ゲイリー助川エッセイ集

気まぐれにエッセイを書き綴ります♪

「なぜパチンコを打ちたいのかって?そこにパチンコがあるからだ」

 ずっと「痔痔ネタ」を書いてきたが、今回はちゃんとした「時事ネタ」について書こうと思う。

今回の新型コロナウイルスの影響で自粛が続いている中、大阪は自粛せずに開店している店を公表した。

僕もその昔、毎日パチンコ屋に通っていた人間であるが、当時の気持ちのまま今を迎えていた場合、まずはこの公表されたパチンコ屋がどこにあるのかをチェックすることだろう。自宅からどこが一番近いのか、交通手段は、などを調べるに違いない。

 パチンコをしたことがない人には分からないと思うが、パチンコ屋というのは彼らにとってはあの電光と機械音の空間に入ることが「日常」なんであり、そこに自分という存在を確認できる極めて重要な空間だ。その空間に包まれていよいよ「さてさて今日はどの台を打とうか」などと台の品定めが始まる。

「昨日は30連チャンで一昨日は56連チャンということは今日は絞ってくるだろうか、いや、流れのまま今日も連チャンはいけるかもしれないぞ」などといった台との心理戦。釘についても「お!昨日よりも命釘は開いてるなぁ」などとチェックしたりする。そして「これだ!」と思った台の前に座り、目の前の台と対峙することになるのだ。

そうして対峙しているとやってくる「キュイーン」などという機械音。そして凄まじいほどの電光フラッシュが台を打つパチンカーに浴びせられる。その電光は台を打つ人間に希望を、夢を、そして裏切りと絶望を含んで注がれるのだ。

_提供情報:_

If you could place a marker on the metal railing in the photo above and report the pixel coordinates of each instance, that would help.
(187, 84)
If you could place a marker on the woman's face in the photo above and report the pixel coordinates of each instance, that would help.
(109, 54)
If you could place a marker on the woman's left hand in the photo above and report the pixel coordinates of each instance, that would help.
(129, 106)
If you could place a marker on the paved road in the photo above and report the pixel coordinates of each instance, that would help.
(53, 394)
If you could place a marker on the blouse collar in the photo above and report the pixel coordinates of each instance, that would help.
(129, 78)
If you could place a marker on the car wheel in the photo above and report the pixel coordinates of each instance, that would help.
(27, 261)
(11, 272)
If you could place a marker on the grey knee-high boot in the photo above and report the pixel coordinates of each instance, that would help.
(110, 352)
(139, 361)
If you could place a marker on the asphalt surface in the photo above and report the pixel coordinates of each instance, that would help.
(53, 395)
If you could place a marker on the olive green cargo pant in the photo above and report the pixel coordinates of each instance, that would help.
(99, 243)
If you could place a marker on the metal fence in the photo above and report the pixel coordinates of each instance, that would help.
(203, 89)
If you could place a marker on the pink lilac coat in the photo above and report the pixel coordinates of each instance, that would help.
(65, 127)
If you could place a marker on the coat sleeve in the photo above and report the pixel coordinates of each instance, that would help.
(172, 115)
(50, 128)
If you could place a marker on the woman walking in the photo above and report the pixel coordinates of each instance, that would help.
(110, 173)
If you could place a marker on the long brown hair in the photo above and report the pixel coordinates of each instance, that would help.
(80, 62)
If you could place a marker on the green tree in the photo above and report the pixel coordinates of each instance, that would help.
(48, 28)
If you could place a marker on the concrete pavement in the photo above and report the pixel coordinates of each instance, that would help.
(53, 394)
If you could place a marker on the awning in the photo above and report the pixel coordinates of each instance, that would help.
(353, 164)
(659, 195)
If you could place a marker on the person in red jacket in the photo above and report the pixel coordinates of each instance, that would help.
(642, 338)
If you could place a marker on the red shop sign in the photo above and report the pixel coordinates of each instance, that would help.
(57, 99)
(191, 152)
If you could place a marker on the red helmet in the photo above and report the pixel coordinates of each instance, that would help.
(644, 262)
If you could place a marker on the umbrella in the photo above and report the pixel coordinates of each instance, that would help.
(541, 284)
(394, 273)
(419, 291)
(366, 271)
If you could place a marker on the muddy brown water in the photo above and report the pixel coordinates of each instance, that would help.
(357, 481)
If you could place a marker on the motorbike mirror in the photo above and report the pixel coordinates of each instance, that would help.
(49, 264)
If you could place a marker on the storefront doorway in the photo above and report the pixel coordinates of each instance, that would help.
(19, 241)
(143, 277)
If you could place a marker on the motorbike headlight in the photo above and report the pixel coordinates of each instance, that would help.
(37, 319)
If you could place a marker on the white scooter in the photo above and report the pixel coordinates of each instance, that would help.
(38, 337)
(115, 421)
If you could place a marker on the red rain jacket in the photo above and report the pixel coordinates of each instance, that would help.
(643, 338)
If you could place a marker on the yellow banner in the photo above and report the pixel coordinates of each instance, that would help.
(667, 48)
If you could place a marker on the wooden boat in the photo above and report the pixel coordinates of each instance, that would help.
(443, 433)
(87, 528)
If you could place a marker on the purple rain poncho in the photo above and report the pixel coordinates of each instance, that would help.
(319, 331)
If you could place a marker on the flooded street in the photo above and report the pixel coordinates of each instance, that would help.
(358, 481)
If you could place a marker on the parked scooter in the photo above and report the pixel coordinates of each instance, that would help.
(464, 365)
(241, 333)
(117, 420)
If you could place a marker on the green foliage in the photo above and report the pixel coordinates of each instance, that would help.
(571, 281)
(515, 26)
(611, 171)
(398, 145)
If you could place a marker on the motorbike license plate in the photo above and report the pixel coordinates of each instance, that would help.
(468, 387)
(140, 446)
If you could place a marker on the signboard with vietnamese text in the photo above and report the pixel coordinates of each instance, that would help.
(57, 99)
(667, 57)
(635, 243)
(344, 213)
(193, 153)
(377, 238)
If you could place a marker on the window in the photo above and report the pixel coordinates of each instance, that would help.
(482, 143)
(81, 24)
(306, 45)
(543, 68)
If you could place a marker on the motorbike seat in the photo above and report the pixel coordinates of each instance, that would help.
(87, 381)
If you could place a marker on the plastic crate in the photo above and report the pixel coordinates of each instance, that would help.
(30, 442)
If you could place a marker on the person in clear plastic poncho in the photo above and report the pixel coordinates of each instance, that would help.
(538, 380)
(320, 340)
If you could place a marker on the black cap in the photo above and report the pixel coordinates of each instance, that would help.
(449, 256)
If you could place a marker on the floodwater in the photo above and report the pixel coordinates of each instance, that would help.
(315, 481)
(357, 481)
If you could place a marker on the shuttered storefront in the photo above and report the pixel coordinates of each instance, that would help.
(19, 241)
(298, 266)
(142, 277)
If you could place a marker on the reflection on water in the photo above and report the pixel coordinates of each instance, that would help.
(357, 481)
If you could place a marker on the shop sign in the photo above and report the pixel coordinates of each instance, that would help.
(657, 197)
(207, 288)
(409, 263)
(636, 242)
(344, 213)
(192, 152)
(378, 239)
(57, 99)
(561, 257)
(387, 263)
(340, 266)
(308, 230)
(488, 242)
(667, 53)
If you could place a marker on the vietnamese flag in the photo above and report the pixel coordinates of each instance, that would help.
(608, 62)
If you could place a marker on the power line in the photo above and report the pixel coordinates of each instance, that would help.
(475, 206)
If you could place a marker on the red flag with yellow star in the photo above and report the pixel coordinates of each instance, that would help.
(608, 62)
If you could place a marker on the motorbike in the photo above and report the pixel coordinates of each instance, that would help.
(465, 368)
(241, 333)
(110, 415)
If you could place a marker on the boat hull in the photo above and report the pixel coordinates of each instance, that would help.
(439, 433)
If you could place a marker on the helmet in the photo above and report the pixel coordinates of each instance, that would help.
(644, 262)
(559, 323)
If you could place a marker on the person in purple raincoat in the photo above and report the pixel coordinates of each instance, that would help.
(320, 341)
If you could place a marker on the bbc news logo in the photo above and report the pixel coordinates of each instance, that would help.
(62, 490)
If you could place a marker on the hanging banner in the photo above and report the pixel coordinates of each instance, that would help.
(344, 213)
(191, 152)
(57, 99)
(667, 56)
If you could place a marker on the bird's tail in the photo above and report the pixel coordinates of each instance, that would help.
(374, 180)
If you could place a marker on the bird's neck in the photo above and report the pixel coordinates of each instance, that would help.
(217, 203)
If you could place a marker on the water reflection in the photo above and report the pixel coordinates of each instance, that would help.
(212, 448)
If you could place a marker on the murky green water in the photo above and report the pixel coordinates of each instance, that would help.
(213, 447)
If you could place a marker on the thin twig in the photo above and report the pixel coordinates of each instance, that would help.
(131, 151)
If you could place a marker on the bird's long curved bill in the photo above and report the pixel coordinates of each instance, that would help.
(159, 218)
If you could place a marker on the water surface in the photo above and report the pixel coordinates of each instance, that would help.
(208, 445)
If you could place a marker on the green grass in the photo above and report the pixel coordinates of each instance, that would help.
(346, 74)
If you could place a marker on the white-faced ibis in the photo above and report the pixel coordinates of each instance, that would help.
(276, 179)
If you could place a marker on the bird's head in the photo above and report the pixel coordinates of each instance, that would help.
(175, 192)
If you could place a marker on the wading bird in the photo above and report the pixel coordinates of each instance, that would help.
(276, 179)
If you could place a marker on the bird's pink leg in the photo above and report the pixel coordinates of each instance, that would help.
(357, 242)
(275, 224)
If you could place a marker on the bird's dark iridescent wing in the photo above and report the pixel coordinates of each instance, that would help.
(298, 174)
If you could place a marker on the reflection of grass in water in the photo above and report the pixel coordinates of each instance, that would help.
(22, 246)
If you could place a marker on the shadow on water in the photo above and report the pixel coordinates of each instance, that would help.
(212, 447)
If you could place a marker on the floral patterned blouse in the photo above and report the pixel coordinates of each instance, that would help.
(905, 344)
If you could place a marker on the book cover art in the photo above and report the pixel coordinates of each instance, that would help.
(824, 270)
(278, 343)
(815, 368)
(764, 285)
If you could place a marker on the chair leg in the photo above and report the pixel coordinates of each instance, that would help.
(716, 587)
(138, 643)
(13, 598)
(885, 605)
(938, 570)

_課題の詳細:_
パチンコ屋通いを綴ったエッセイを、最後の文のあとから書き継いでもらえますか?

_結果:_
「キタキタキタキターーーー!!リーチ予告やぁーーー」

「キターーーーー!!!キタキタキターーー!!リーーーーチ来たぞーーー!!」

「うぉっしゃーーーー確変当たったぁーーー」

ただ毎日を普通に過ごしているだけならば、なかなか高揚感を得られる機会は少ない。でも努力なんてする必要もなく、ただただそこに行けば高揚感を得られるのがパチンコというやつだ。競馬のように週2回ではない。365日毎日パチンコ屋は開店しているのだ。こうなると脳が過去に味わった高揚感に支配されるのは言うまでもない。そんな彼らにコロナがどうのなのというのは関係ない話だ。コロナよりも空間に存在することのほうが余程大切なんである。

今回の大阪のパチンコ店公表は高揚感の脳に支配されたパチンカー達には正直あまり意味がないと思う。コロナのことを考えると閉店するのがいいに決まっているが、全ての店が閉まった場合、彼らの高揚感の行末がどこにいってしまうかは心配なところだ。せめて犯罪だけには手をつけないでほしいと思う。